→ TASK OBJECTIVE: From the first line to the last, print the records exactly.

(Point-per-instance localization data)
····················

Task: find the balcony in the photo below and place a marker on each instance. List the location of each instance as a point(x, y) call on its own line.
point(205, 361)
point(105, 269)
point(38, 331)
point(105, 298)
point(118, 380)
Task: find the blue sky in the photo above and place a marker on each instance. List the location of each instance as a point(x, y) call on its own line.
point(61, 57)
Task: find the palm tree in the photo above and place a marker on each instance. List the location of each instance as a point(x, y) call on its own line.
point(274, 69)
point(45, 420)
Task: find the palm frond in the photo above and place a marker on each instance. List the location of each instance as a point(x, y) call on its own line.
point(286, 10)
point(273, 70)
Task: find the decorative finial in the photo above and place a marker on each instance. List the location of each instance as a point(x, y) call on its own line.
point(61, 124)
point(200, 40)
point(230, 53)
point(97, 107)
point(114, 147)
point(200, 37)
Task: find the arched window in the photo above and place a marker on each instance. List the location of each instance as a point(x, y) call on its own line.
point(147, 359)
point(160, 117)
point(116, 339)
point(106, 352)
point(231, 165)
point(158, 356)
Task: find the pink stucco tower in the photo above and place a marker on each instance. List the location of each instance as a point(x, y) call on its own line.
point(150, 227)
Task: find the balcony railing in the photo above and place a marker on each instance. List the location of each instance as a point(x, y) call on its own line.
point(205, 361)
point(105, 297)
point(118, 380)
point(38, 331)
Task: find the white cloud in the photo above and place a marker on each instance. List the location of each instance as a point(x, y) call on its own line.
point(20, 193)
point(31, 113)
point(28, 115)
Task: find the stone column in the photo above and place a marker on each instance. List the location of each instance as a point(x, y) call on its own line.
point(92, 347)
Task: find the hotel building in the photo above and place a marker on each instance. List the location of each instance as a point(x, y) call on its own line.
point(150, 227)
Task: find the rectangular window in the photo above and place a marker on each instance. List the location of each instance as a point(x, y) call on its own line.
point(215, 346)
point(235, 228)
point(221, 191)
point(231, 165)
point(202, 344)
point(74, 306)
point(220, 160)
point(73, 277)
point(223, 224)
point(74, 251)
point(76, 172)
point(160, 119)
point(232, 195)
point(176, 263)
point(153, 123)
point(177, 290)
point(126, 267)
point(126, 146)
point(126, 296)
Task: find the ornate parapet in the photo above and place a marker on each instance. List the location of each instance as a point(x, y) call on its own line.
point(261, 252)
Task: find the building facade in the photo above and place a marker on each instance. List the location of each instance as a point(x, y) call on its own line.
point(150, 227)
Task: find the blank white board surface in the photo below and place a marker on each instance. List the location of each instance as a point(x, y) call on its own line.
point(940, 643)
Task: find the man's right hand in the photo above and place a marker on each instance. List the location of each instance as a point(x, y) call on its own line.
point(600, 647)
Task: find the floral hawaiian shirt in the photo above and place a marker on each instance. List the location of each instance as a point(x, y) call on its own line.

····················

→ TASK SOLUTION:
Task: find the balcony in the photo below and place a marker on each instance. List the location of each instance as a point(x, y) call on its own line.
point(205, 361)
point(105, 269)
point(38, 331)
point(105, 298)
point(118, 380)
Task: find the blue sky in the photo above and place a marker on each instance. List the location of each instance as a point(x, y) call on its own line.
point(61, 57)
Task: find the palm tree in the photo above and place a marker on each instance. List the location of each instance as a point(x, y) call on its own line.
point(274, 69)
point(45, 420)
Task: find the palm frond in the photo above and place a marker on each instance. List the location of each instance as a point(x, y) call on its own line.
point(286, 10)
point(273, 70)
Task: find the decorative finial in the photo above and place a marker on each instance. List the location of each instance as a point(x, y) call on its own line.
point(61, 124)
point(200, 40)
point(230, 53)
point(97, 107)
point(114, 147)
point(200, 37)
Task: find the arched window in the photo above and place a marker on each instance. List the location of each instance as a point(x, y) call on its own line.
point(147, 359)
point(160, 117)
point(116, 339)
point(106, 352)
point(231, 165)
point(158, 356)
Task: find the pink stucco tower in the photo above and place a marker on each instance. List the location of each instance as a point(x, y) call on its own line.
point(150, 227)
Task: find the balcony railing in the photo above and place a marker on each instance. List the location of each instance as a point(x, y) call on its own line.
point(205, 361)
point(105, 297)
point(118, 380)
point(38, 331)
Task: find the white cloud in the photo above and place a marker on each instance. List the location of each instance as a point(x, y) call on its own line.
point(20, 193)
point(31, 113)
point(28, 115)
Task: find the stone column in the photo above and place a marker on each instance. List the location of each instance as a point(x, y) call on its own line.
point(92, 347)
Task: find the hotel building in the photo above and place a marker on each instance. List the location of each instance as a point(x, y) call on its own line.
point(150, 227)
Task: find the rectangular window in the photo above and place a marker on each instance. List the location of each instance as a point(x, y) call on its own line.
point(215, 346)
point(235, 228)
point(221, 191)
point(231, 165)
point(202, 344)
point(74, 306)
point(220, 160)
point(73, 277)
point(223, 224)
point(74, 251)
point(76, 172)
point(160, 119)
point(232, 195)
point(176, 263)
point(153, 123)
point(177, 290)
point(126, 267)
point(126, 146)
point(126, 296)
Task: find the ornate parapet in the photo above and place a marker on each instance. List the location of each instance as a point(x, y) call on its own line.
point(261, 252)
Task: find the building facade in the photo above and place a marker on each instance. List the location of each instance as a point(x, y) call on its own line.
point(150, 227)
Task: find the blank white board surface in the photo below and place a marker on each instance. List the location of each instance as a point(x, y) call on its own line.
point(940, 643)
Task: find the man's right hand in the photo above and place a marker on each instance. List the location of each instance as a point(x, y) call on its own line.
point(600, 647)
Task: find the floral hawaiian shirt in the photo above and place a marker on each instance. List the location of each instance as a point(x, y) call on its own line.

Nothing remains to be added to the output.